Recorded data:

========================================================================

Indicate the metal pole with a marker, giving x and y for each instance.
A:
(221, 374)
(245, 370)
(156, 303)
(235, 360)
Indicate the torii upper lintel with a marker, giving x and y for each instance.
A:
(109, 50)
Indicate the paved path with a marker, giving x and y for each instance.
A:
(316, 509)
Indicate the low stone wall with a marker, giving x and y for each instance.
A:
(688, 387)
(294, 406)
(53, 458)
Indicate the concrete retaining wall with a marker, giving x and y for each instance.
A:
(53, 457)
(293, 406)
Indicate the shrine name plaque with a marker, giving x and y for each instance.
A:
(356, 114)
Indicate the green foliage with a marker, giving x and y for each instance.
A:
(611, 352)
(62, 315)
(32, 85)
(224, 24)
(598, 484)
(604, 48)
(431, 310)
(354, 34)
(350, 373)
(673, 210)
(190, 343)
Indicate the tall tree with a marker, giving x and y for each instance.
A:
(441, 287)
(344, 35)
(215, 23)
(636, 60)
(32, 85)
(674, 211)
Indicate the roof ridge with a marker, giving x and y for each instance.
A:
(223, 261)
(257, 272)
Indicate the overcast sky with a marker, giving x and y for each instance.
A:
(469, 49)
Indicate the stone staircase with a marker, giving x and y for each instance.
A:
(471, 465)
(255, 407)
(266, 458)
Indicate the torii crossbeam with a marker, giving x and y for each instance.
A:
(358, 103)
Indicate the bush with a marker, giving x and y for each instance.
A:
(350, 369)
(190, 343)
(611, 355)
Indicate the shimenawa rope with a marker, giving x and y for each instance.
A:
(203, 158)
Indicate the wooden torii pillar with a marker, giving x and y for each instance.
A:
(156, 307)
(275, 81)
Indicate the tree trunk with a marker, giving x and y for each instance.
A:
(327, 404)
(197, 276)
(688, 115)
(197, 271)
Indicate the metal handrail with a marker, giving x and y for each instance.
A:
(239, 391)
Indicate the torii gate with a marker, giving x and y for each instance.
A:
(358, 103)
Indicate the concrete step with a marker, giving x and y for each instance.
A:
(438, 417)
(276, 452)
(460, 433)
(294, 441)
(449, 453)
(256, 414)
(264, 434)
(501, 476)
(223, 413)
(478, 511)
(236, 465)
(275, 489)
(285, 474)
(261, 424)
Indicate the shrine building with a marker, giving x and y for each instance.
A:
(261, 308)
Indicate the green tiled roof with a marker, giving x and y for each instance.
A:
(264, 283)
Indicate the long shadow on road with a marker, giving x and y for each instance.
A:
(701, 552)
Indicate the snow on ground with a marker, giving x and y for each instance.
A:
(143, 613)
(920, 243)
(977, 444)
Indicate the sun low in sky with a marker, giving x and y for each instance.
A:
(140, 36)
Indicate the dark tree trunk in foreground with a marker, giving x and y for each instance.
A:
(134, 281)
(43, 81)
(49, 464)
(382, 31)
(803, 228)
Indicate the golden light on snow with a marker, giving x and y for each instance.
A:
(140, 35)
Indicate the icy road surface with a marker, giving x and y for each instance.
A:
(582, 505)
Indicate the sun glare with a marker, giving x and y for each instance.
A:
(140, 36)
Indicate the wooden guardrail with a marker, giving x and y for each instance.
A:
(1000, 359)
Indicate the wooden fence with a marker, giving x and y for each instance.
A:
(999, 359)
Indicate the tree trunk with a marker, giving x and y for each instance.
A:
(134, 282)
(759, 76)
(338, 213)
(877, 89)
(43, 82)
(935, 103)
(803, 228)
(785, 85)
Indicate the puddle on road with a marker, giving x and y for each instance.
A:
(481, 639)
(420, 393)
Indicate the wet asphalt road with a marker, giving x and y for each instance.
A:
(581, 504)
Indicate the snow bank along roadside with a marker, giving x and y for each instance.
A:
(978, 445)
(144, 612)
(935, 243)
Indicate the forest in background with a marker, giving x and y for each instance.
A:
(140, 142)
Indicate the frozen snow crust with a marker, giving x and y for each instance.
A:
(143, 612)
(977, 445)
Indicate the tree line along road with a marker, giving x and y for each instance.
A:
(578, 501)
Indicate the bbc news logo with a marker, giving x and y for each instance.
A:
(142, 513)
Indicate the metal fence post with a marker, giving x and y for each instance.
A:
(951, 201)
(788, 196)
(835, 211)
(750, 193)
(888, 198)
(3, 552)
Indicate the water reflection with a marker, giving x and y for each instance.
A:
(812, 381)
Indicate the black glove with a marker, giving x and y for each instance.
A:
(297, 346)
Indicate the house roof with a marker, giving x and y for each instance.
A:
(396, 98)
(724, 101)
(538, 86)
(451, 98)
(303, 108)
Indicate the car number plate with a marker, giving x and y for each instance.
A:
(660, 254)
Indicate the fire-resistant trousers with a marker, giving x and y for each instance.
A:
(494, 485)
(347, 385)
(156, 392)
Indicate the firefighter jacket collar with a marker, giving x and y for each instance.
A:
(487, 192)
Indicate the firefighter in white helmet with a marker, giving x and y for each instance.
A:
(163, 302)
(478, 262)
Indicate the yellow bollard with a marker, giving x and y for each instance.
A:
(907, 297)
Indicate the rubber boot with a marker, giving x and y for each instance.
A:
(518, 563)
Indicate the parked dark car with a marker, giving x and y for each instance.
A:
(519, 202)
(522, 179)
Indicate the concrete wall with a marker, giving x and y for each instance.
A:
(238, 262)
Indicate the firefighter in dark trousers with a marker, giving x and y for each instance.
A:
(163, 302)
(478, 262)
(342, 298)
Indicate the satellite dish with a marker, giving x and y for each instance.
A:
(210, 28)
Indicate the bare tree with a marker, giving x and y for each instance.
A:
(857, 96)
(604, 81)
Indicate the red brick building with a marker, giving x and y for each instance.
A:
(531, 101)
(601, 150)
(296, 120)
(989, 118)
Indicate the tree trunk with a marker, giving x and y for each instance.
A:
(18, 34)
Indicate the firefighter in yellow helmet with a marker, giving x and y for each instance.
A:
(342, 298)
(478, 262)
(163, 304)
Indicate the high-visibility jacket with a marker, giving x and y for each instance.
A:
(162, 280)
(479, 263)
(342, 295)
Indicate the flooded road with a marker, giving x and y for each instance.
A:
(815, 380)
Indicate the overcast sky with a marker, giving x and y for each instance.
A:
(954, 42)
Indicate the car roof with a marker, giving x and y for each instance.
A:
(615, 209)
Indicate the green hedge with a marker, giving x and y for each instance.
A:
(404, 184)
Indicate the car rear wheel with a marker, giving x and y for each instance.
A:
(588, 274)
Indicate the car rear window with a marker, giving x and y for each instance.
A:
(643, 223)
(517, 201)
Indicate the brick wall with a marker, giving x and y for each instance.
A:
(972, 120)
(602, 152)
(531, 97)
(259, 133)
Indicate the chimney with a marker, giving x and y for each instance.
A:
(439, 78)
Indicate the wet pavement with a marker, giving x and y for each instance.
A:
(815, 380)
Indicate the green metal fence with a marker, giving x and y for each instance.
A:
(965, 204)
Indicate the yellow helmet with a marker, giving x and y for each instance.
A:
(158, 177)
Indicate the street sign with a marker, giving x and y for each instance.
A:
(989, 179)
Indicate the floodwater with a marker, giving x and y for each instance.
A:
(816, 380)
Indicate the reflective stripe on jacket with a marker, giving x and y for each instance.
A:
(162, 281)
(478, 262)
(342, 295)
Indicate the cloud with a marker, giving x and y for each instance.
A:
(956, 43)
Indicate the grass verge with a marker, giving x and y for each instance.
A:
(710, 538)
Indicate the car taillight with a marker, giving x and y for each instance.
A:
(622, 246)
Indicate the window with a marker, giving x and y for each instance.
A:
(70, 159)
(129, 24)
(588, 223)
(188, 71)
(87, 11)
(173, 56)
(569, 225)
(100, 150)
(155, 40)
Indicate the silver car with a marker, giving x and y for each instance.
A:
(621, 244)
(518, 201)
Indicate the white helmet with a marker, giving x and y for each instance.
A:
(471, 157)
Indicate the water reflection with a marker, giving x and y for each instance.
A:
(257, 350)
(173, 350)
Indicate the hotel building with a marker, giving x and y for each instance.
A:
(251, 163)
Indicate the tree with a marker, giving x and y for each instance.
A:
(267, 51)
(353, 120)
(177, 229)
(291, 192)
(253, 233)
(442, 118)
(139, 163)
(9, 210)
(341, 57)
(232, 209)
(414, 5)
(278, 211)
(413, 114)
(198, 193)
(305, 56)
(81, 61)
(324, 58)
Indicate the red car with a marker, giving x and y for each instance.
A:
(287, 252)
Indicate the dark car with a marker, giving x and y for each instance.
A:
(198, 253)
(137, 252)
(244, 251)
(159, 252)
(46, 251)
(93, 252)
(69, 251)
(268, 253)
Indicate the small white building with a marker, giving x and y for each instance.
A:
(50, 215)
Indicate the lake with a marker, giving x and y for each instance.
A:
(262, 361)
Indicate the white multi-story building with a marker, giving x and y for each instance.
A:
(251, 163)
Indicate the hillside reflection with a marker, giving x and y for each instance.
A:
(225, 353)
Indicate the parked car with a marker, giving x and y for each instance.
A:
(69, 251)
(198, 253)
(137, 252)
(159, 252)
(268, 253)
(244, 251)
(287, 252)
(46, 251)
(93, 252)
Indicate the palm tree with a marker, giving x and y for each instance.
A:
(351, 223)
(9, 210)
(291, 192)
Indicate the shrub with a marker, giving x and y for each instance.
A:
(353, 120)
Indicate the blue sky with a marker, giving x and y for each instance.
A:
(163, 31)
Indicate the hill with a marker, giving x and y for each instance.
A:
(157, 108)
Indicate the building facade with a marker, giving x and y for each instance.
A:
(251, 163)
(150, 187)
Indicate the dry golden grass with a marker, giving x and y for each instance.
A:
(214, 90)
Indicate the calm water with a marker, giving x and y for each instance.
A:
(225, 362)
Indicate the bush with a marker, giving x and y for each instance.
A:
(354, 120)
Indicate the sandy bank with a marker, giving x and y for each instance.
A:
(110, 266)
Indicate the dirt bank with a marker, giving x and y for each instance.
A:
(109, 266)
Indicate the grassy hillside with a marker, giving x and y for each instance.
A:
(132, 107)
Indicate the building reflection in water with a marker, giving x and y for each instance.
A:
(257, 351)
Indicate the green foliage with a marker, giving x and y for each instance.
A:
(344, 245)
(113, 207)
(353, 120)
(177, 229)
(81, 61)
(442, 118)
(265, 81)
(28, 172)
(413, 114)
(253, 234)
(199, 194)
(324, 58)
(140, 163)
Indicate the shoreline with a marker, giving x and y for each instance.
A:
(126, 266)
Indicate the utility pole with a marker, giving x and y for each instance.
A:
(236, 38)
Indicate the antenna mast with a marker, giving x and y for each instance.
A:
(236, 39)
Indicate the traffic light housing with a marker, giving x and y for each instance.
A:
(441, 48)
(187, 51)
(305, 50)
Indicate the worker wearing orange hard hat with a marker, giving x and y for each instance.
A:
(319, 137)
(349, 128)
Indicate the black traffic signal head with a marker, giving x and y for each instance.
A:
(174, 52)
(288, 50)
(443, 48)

========================================================================

TASK INSTRUCTIONS:
Extract every line from the records above that contains the word "dark".

RESULT FOR THIS TASK:
Indicate the dark tree trunk in foreground with a marker, giving x and y for each instance.
Indicate the parked dark car with a marker, giving x and y for each instance.
Indicate the firefighter in dark trousers with a marker, giving x and y for each instance.
Indicate the dark car with a marker, giving x and y for each instance.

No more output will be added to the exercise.